Task requirements:
Express these entries as a two-column CSV with the columns request and answer, one row per entry. Put each entry's text and its answer in one quoted field each, with line breaks replaced by spaces.

Supplied material:
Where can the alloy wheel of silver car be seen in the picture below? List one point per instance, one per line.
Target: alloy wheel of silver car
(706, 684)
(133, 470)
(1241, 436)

Output for this task:
request,answer
"Where can the alloy wheel of silver car be seen in the picture below? List one point per instance, one per line. Target: alloy wheel of silver car","(706, 684) (133, 470) (1241, 436)"